**Source text:**

'''

The flight to New Orleans (locals pronounce it Nawlins and they cast the hoodoo curse on anyone who pronounce it New Orleens) was packed full, three seats taken by my co-workers. They were older than I was, with families and kids. Despite the gap I had become good friends with two of them. Jaime, a brick of a Hispanic, was quick with the jokes and had no qualms about sharing his opinion of his wife who he always seemed to be on the outs with. Paul was a heavy guy that reminded me of a Labrador on downers – always happy, friendly and social but as mellow as they come. Ron, our boss, was also with us but he was always a bit of a dick.

When Shit Went South

It wasn’t until the end of the flight, when the plane was over New Orleans that shit went south.

Earlier in the flight we’d hit a patch of turbulence. It wasn’t the theme park fun-ride bumpity-bump kind of turbulence, either. We received a solid minute of “I’m going to shake the living shit out of you” white knuckle kind of turbulence. Drops and pitches that sent my stomach into my throat and my heart to my legs.

Anxiety levels were through the roof up and down the aisles but the turbulence passed and we were, at that point, fine. Everyone calmed down, and we continued towards the Louis Armstorng New Orleans International Airport all cool-like.

Now, I don’t know if the turbulence was the cause of the malfunction but something, somewhere, broke.

The Captain Has Issues

“Folks, this is your captain,” said the tinny voice. “We, uh, we’ve been in a holding pattern over New Orleans, circling, for a while now. We’re having some issues with the landing gear.”

Jaime and I turned to look at each other. His round eyes, partially opened mouth, and tilted head said it all. “I hear that bad shit but there is a positive, right? There better be a positive.” The other passengers echoed him with their own gasps and murmurs.

'''

**Task goal:**
From the New Orleans flight story, quote word for word the passage that opens with the words "It wasn’t until" and closes with "something, somewhere, broke.".

**Data section:**
'''

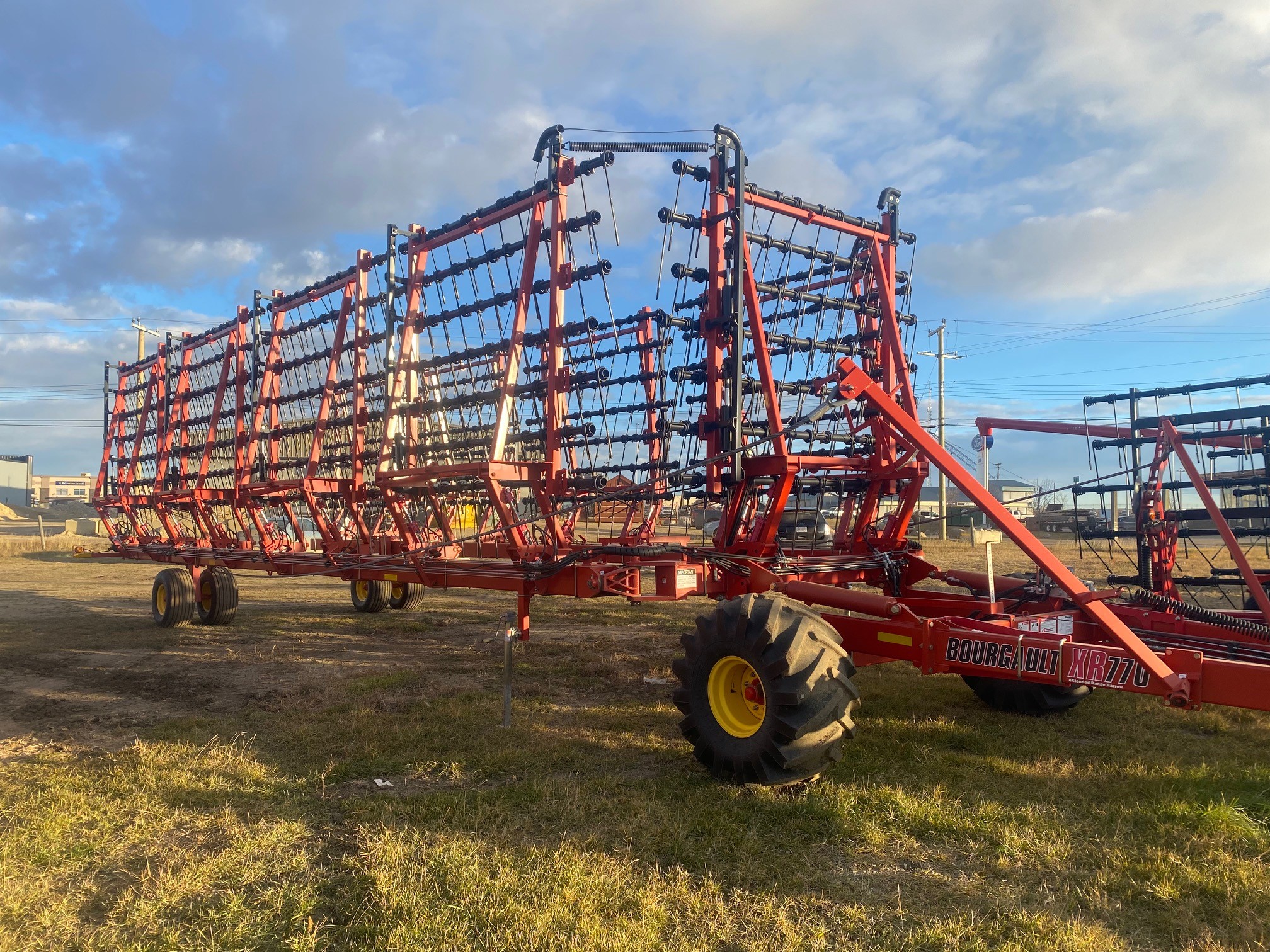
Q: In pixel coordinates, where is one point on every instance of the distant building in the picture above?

'''

**Full answer:**
It wasn’t until the end of the flight, when the plane was over New Orleans that shit went south.

Earlier in the flight we’d hit a patch of turbulence. It wasn’t the theme park fun-ride bumpity-bump kind of turbulence, either. We received a solid minute of “I’m going to shake the living shit out of you” white knuckle kind of turbulence. Drops and pitches that sent my stomach into my throat and my heart to my legs.

Anxiety levels were through the roof up and down the aisles but the turbulence passed and we were, at that point, fine. Everyone calmed down, and we continued towards the Louis Armstorng New Orleans International Airport all cool-like.

Now, I don’t know if the turbulence was the cause of the malfunction but something, somewhere, broke.